**TASKS FOR THIS EXERCISE**:
(a) In the biophysics problem below, what is the height of the hill down which the sphere rolls?
(b) Transcribe the biophysics problem below, starting at "Assume the sphere" and ending at "to kinetic energy.".

**DOCUMENT PASSAGE**:
━━━━━━━━━━

# Biophysics Problem 46

A uniform, solid sphere of mass \(\mathrm{m}\) and radius \(\mathrm{r}\) rolls down a hill of height \(\mathrm{20 \;m.}\) Ignoring energy losses due to friction, what is the sphere's speed at the bottom? (Recall for a sphere, the moment of inertia \(\mathrm{I = 2/5 \;M\; R^2}\)).

Assume the sphere starts from rest so that initially it has no kinetic energy. At the bottom of the hill, all its initial potential energy will have been converted to kinetic energy.

This problem must be solved using the concepts of conservation of energy. Remember, the sphere will have both translational and rotational kinetic energies when it gets to the bottom.

Write out the equation for conservation of energy for this system.

Your equation should be:

\(\mathrm{m \;g\; h = \frac{1}{2}\; m\; v^2 + \frac{1}{2}\; I\; \omega^2}\)

━━━━━━━━━━

Coordinate annotation entries:
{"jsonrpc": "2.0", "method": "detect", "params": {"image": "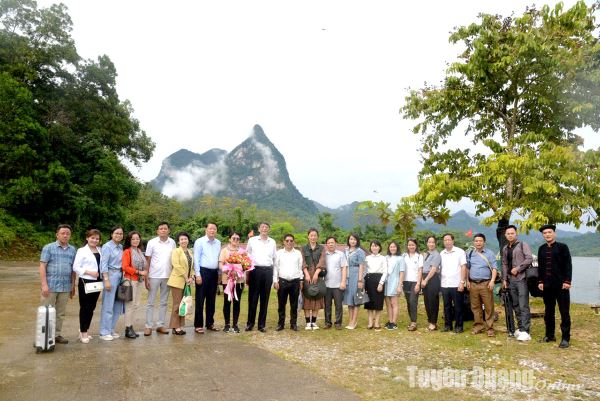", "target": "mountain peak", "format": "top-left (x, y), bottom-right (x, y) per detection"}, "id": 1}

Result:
top-left (250, 124), bottom-right (273, 146)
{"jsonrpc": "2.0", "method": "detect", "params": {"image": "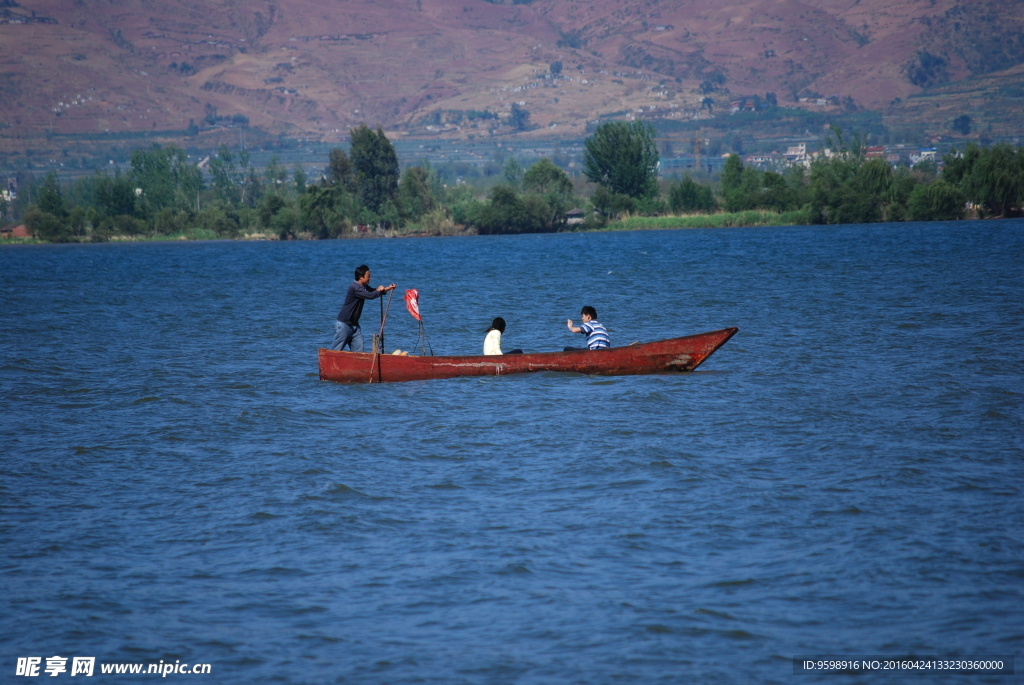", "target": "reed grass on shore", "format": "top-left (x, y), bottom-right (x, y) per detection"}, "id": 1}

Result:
top-left (604, 210), bottom-right (807, 230)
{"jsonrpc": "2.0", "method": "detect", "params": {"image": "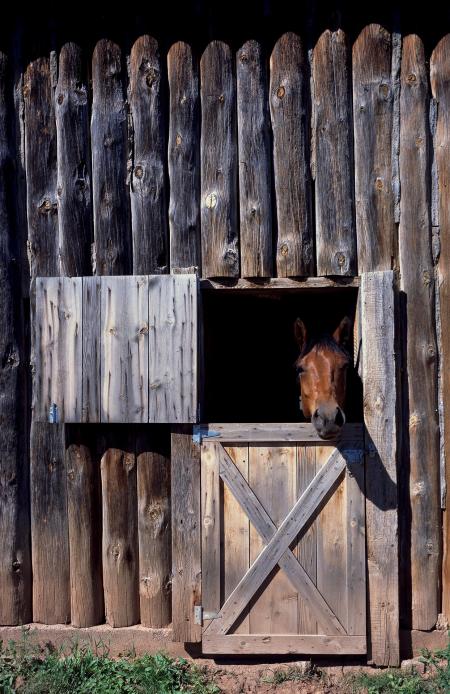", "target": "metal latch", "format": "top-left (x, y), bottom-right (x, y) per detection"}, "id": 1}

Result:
top-left (192, 424), bottom-right (220, 444)
top-left (194, 605), bottom-right (219, 626)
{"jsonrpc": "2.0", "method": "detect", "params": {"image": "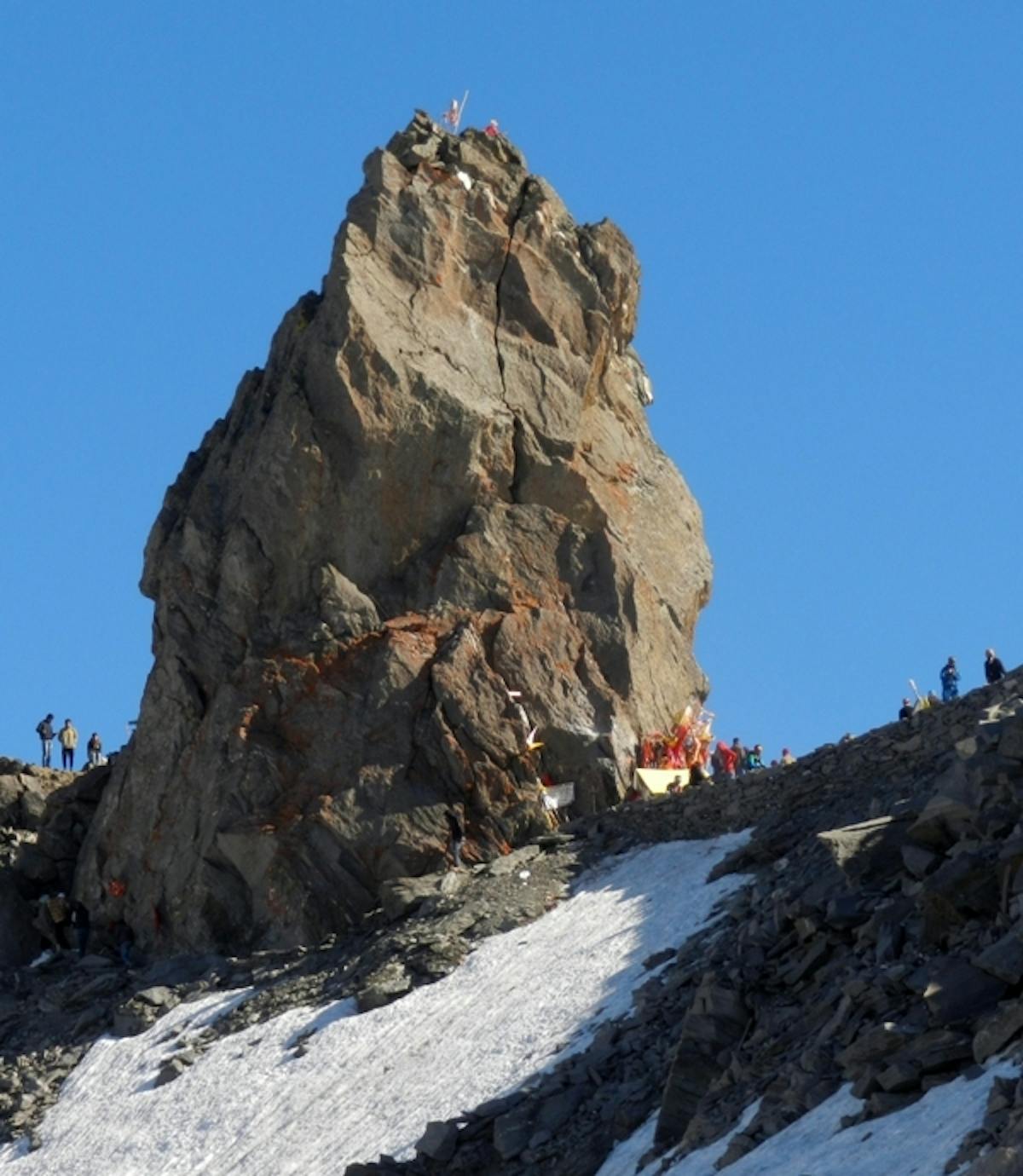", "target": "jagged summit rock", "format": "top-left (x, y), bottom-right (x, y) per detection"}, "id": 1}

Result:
top-left (77, 114), bottom-right (710, 948)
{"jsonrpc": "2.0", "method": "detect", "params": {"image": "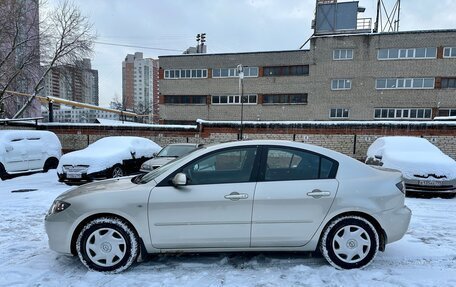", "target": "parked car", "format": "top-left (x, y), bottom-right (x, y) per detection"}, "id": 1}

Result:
top-left (45, 140), bottom-right (411, 272)
top-left (0, 130), bottom-right (62, 180)
top-left (57, 136), bottom-right (161, 184)
top-left (140, 143), bottom-right (202, 172)
top-left (366, 136), bottom-right (456, 198)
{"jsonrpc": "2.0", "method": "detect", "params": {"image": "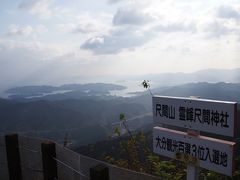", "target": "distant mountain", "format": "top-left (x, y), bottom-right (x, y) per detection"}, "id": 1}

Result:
top-left (5, 83), bottom-right (126, 100)
top-left (0, 98), bottom-right (152, 144)
top-left (132, 68), bottom-right (240, 87)
top-left (153, 82), bottom-right (240, 102)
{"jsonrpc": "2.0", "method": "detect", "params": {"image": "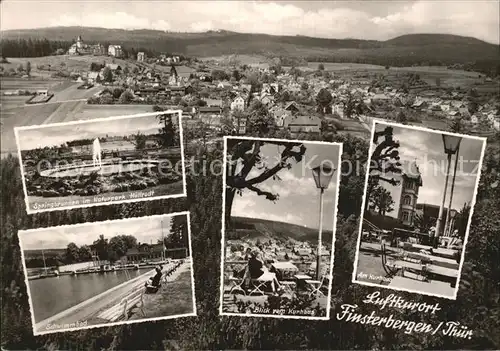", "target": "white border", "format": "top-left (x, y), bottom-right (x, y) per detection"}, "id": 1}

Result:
top-left (352, 120), bottom-right (487, 300)
top-left (17, 211), bottom-right (197, 336)
top-left (219, 136), bottom-right (343, 321)
top-left (14, 110), bottom-right (187, 214)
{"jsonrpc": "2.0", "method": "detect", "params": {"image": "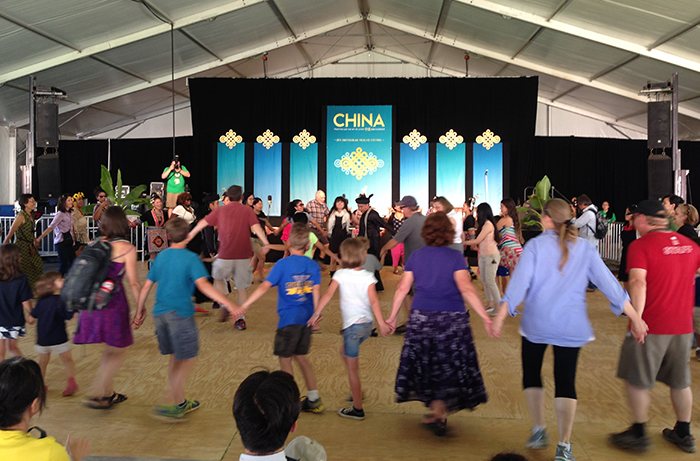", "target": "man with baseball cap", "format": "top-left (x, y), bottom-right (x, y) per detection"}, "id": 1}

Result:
top-left (379, 195), bottom-right (425, 334)
top-left (610, 200), bottom-right (700, 453)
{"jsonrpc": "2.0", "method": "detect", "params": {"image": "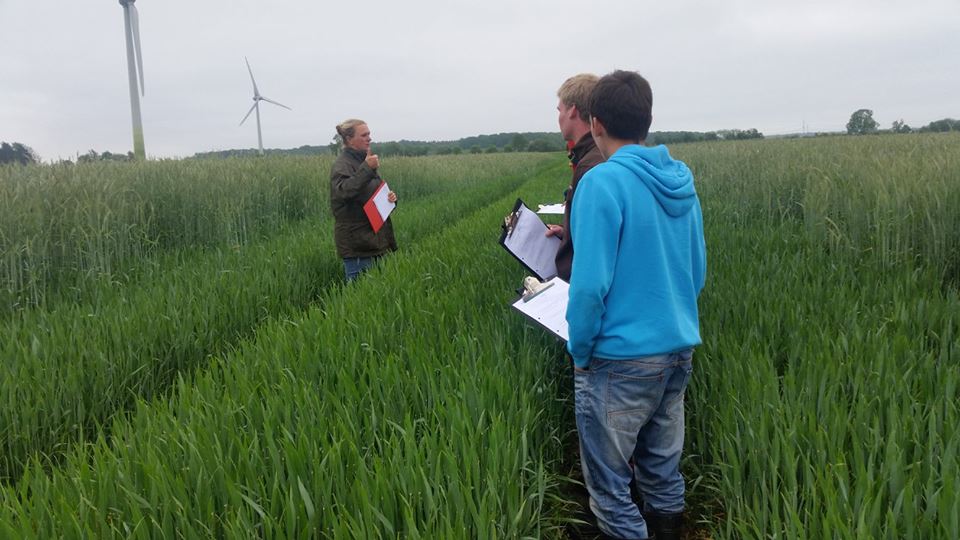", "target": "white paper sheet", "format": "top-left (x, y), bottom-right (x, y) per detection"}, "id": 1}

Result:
top-left (513, 277), bottom-right (570, 341)
top-left (537, 203), bottom-right (564, 215)
top-left (373, 182), bottom-right (397, 221)
top-left (502, 203), bottom-right (560, 281)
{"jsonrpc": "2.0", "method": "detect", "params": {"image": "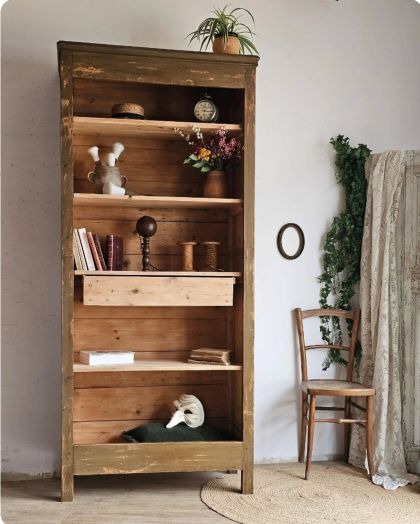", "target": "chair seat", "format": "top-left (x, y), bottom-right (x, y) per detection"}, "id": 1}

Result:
top-left (302, 379), bottom-right (375, 397)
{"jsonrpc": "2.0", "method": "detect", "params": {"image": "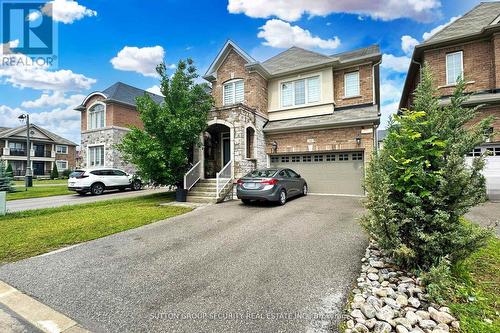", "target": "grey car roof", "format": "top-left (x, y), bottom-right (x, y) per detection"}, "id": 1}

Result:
top-left (264, 104), bottom-right (380, 132)
top-left (102, 82), bottom-right (163, 105)
top-left (423, 1), bottom-right (500, 45)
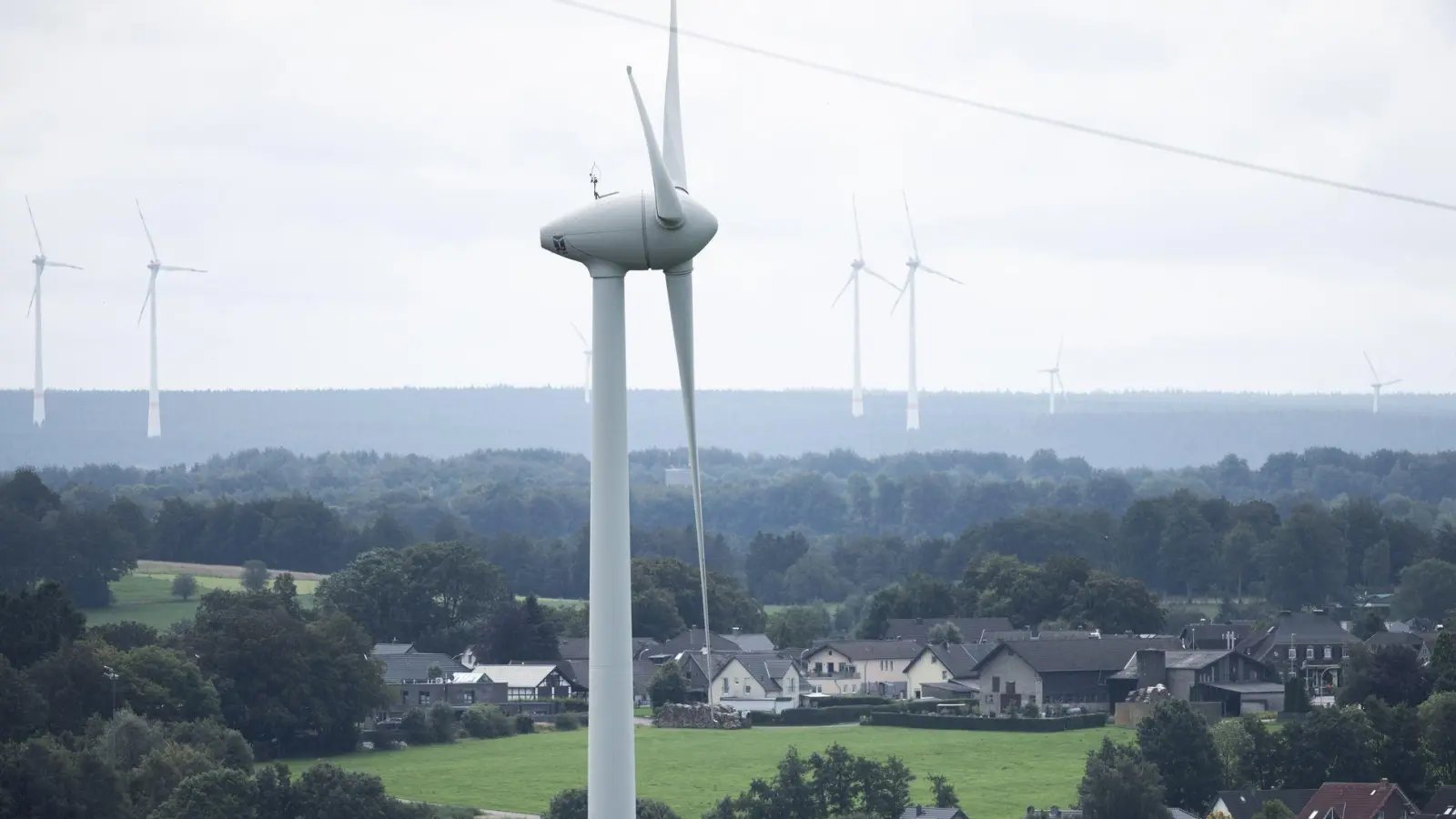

━━━━━━━━━━

**RESPONSES PER TASK**:
(a) 20 m

(b)
Assume the sphere starts from rest so that initially it has no kinetic energy. At the bottom of the hill, all its initial potential energy will have been converted to kinetic energy.